GIVEN PROBLEM: In the compound interest lesson text below, what APR does the author's credit card carry?
··· SELECTED TEXT
THIS means that I finally get to do my mini Financial Literacy lesson again at the end of exponential functions! Students have already graphed exponential functions by hand, transformed them, written equations for them given different scenarios, and number-crunched with them. Time for the fun part - application problems!
I’m planning on doing real-world problems on Thomas Malthus + Food Shortages (post coming soon on this), a 10-sided dice experiment, and this Compound Interest lesson.
My sister, who is super money savvy and much more financially literate than me, came in to speak to my classes about 10 years ago and made an excellent presentation for them. I used excerpts from her Powerpoint to create an updated Google Slideshow to use in my classes.
I plan on first going through these slides and introducing my sophomores to some basic financial vocabulary. I’ll tell them some different institutions they can invest with and share with them some snapshots of my retirement account and ETF accounts so they can see what these look like. We’ll estimate the interest rate on my ETFs using my ‘unrealized loss/gain’ and talk about how much higher it is than a typical interest-yielding savings account or even a savings CD.
Their biggest takeaway should be to invest AS EARLY AS POSSIBLE, like RIGHT after graduating college, and include in their portfolio the S&P 500, arguably the most reliable and steadily increasing ETF out there. I’ve consistently made the most money from this single ETF compared to other flashier, sexier ETFs. Slow and steady S&P 500 wins the race and is EASY to manage - it’s passive income!
Next, they will each open up a nearly blank Google Sheet that I assign to them. They’ll each get their own copy on Google Classroom - I do this so I can monitor their Sheets from my laptop and make sure everyone is following along. We’ll go through an example together from my most recent credit card statement, which I will hand out for them to look at. My credit card bill was around $1650.00. I always pay off my credit card bills fully each month, but when I was looking for a good problem to give my students, I thought about what if I DIDN’T pay it all off, and only paid the minimum $40 payment. My credit card has a 20.74% APR. My credit card statement says that if I only paid the minimum $40 and didn’t make any additional charges, it would take me SIX YEARS to pay this $1650 off.
······
··· DATA PROVIDED
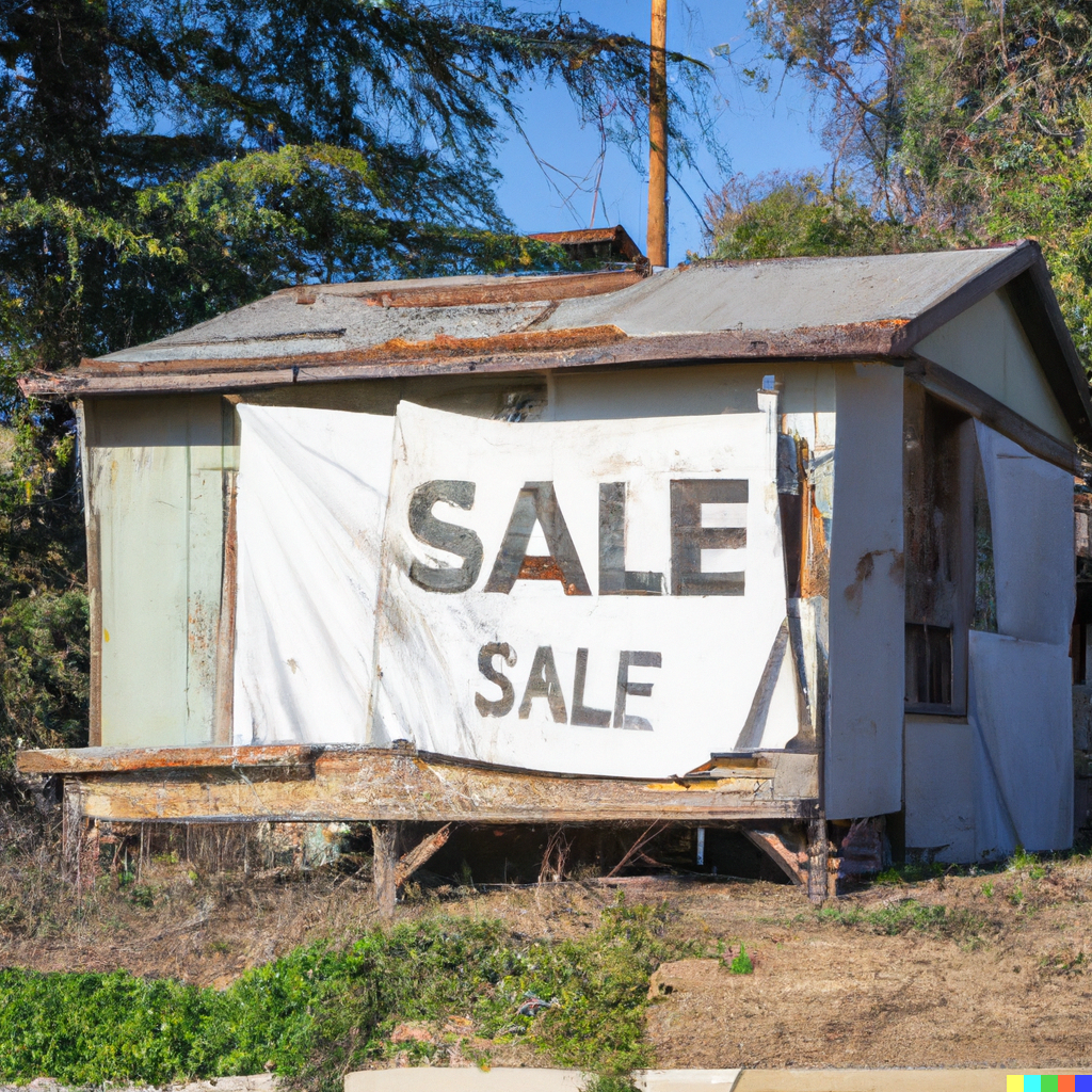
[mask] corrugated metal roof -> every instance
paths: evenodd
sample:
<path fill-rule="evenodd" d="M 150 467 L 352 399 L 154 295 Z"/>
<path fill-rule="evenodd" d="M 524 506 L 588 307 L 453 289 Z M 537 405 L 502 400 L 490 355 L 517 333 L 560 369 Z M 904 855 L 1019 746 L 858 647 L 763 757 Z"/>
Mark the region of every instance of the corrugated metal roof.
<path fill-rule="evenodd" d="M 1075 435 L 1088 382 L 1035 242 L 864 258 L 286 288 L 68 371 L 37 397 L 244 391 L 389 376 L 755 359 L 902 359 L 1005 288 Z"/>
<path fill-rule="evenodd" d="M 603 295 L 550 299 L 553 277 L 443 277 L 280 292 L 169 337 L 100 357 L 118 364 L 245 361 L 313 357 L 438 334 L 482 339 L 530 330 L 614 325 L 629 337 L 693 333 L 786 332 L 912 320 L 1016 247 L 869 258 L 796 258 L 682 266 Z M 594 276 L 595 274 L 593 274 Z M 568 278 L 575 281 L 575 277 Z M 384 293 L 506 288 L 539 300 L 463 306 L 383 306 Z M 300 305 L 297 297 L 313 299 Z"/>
······
··· DATA PROVIDED
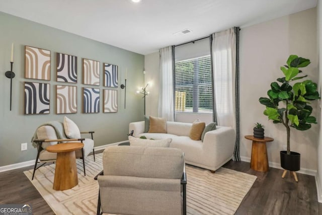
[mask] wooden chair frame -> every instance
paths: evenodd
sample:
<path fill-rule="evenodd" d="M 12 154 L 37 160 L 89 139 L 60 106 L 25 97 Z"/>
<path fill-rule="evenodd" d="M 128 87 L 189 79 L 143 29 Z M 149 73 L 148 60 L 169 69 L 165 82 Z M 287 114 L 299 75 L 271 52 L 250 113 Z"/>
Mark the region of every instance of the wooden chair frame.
······
TASK RESULT: 20.74%